## [The records]

* * * * * * * * *

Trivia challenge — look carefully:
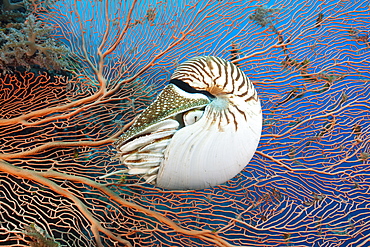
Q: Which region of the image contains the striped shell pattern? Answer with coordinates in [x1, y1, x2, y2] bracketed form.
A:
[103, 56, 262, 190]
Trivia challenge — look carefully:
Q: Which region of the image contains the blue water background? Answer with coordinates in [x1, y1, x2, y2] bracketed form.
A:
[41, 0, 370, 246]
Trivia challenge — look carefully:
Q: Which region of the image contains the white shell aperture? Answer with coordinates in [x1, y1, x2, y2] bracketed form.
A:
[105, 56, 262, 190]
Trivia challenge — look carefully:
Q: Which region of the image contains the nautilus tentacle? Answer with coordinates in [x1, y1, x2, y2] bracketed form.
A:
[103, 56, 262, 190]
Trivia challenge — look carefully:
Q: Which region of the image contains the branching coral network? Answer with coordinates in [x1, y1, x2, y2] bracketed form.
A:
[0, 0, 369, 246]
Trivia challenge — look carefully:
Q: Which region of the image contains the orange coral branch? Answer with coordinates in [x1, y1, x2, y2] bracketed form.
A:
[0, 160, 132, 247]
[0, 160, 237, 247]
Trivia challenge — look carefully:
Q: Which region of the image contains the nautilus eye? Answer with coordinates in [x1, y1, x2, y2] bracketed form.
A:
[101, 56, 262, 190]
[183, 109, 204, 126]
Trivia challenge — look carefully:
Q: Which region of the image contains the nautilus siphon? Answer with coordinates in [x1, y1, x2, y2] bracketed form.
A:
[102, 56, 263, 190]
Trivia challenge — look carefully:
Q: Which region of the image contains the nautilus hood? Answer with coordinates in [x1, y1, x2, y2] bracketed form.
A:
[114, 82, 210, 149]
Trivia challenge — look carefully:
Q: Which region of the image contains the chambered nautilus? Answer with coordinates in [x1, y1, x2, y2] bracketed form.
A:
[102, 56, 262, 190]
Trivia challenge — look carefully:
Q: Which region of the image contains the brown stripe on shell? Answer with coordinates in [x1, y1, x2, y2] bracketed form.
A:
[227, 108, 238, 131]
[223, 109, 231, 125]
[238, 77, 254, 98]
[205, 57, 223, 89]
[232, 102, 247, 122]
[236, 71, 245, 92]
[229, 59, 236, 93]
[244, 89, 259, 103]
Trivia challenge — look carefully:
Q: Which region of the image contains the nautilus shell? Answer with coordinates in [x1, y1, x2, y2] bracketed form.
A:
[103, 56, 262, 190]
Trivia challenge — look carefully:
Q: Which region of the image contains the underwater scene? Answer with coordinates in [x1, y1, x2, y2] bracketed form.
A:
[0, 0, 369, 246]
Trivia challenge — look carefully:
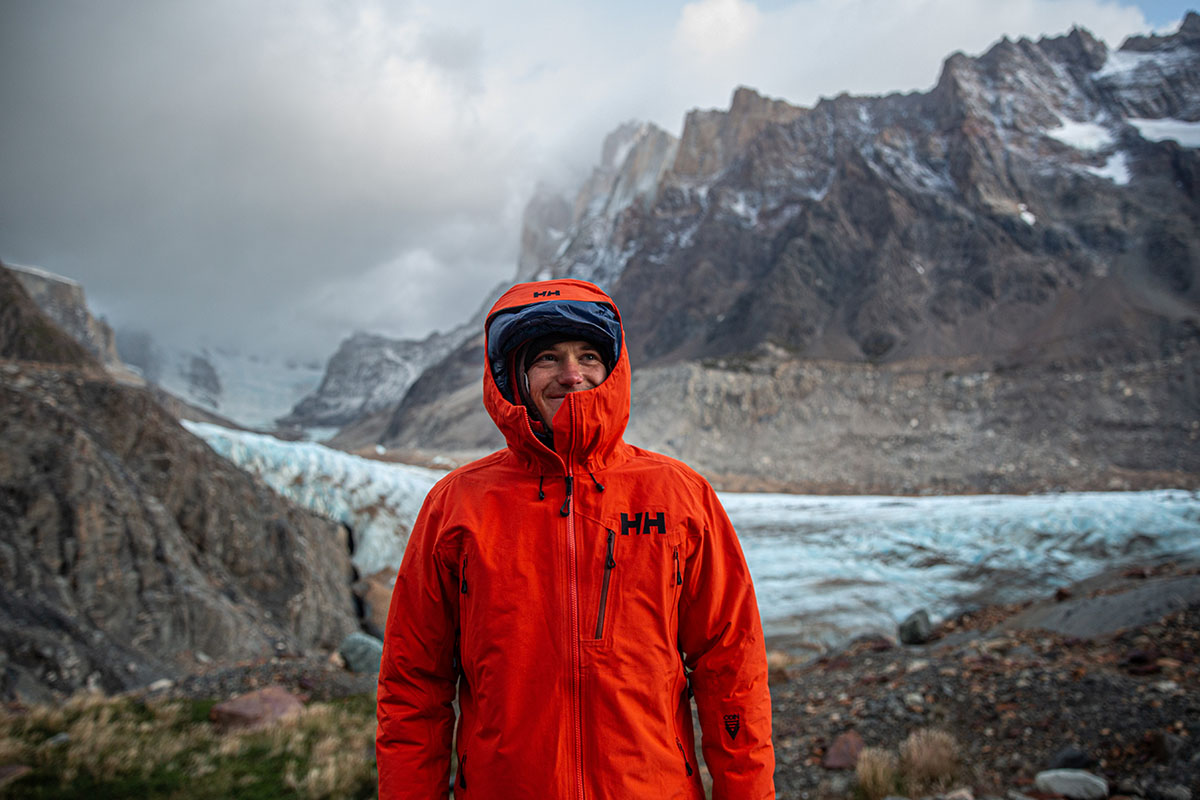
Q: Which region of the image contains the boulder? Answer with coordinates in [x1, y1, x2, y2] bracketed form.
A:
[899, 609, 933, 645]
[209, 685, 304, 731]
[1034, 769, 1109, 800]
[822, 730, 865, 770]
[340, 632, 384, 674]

* * * * * * * * *

## [Task statement]
Scan the material for "coral" and copy the lines that hold it.

## [Expected answer]
Q: Which region of the image contains the branching coral network? Answer with coordinates in [x1, y1, x2, y2] bracketed form.
Q: Which region of the image contains the orange coral branch? Answer with coordinates in [x1, y1, x2, y2] bracketed form.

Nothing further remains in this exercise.